(Point placement records)
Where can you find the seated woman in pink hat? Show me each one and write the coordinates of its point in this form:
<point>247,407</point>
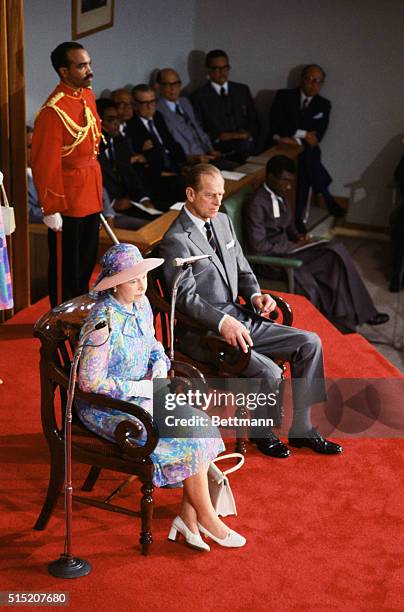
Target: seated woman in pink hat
<point>121,363</point>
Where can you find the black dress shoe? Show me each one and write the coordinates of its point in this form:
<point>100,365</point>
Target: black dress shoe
<point>316,442</point>
<point>301,227</point>
<point>336,210</point>
<point>378,319</point>
<point>396,285</point>
<point>272,446</point>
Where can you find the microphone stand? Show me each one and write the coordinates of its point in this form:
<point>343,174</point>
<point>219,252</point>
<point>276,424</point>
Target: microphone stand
<point>177,280</point>
<point>69,566</point>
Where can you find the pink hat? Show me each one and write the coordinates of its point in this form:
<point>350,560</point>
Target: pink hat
<point>122,263</point>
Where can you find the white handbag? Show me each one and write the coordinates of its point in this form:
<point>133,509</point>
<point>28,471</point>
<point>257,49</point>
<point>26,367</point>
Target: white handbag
<point>7,213</point>
<point>219,486</point>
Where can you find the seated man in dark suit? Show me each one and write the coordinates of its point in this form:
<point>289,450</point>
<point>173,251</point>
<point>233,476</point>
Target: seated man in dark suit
<point>208,292</point>
<point>159,156</point>
<point>226,110</point>
<point>182,124</point>
<point>118,177</point>
<point>301,115</point>
<point>328,277</point>
<point>124,104</point>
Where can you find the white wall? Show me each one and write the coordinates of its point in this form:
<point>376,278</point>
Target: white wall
<point>360,45</point>
<point>145,35</point>
<point>358,42</point>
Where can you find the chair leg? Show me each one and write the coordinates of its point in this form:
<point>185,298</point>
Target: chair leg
<point>91,479</point>
<point>56,480</point>
<point>241,432</point>
<point>146,509</point>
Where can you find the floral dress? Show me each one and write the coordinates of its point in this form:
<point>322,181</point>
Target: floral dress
<point>6,294</point>
<point>129,354</point>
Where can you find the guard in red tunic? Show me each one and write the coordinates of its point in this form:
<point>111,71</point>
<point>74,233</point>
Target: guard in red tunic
<point>66,172</point>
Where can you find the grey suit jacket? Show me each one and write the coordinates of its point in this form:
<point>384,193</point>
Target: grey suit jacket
<point>209,289</point>
<point>188,133</point>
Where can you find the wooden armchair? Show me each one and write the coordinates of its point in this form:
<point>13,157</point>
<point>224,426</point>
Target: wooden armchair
<point>225,361</point>
<point>58,332</point>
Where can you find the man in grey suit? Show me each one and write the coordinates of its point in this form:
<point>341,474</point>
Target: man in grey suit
<point>180,119</point>
<point>209,293</point>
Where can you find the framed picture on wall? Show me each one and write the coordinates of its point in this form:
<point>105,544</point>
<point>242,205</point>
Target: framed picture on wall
<point>89,16</point>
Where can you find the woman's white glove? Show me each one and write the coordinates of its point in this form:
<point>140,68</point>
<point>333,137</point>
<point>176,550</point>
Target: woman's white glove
<point>142,388</point>
<point>159,370</point>
<point>54,221</point>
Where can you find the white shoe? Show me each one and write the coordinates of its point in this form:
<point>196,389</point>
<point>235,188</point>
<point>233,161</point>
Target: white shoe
<point>232,540</point>
<point>193,540</point>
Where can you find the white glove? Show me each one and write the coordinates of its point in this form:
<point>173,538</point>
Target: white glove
<point>142,388</point>
<point>160,370</point>
<point>54,221</point>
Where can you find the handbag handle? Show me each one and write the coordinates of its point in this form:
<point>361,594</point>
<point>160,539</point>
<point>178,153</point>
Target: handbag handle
<point>3,191</point>
<point>231,456</point>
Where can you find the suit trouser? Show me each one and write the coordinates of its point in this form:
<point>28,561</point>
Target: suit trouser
<point>79,255</point>
<point>303,350</point>
<point>311,173</point>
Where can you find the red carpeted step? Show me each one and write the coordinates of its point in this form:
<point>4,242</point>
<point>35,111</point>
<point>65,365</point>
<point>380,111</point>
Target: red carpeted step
<point>324,533</point>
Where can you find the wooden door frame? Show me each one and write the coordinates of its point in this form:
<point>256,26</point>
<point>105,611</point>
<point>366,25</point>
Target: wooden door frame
<point>13,160</point>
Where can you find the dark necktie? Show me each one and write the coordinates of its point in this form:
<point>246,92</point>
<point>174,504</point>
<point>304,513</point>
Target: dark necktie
<point>168,164</point>
<point>179,110</point>
<point>111,151</point>
<point>153,133</point>
<point>212,240</point>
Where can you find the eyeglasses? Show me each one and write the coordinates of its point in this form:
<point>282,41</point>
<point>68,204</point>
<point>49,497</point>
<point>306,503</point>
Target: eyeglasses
<point>171,83</point>
<point>221,68</point>
<point>146,102</point>
<point>315,80</point>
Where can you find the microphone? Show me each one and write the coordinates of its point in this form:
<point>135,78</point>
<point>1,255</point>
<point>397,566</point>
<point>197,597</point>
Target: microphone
<point>178,262</point>
<point>100,325</point>
<point>109,319</point>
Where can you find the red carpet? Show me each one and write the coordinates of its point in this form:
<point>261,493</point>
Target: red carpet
<point>324,533</point>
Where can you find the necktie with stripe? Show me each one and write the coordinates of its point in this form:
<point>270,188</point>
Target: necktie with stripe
<point>212,240</point>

#### What to work on:
Arrange the lines of the material as a numbered list, from the line with "Where can you find the wooden door" up to and including the line with "<point>13,160</point>", leaving out any blank lines.

#### Exercise response:
1. Where can you find the wooden door frame? Show me each one and write the coordinates of its point in this form:
2. <point>256,26</point>
3. <point>105,611</point>
4. <point>366,25</point>
5. Target: wooden door frame
6. <point>13,160</point>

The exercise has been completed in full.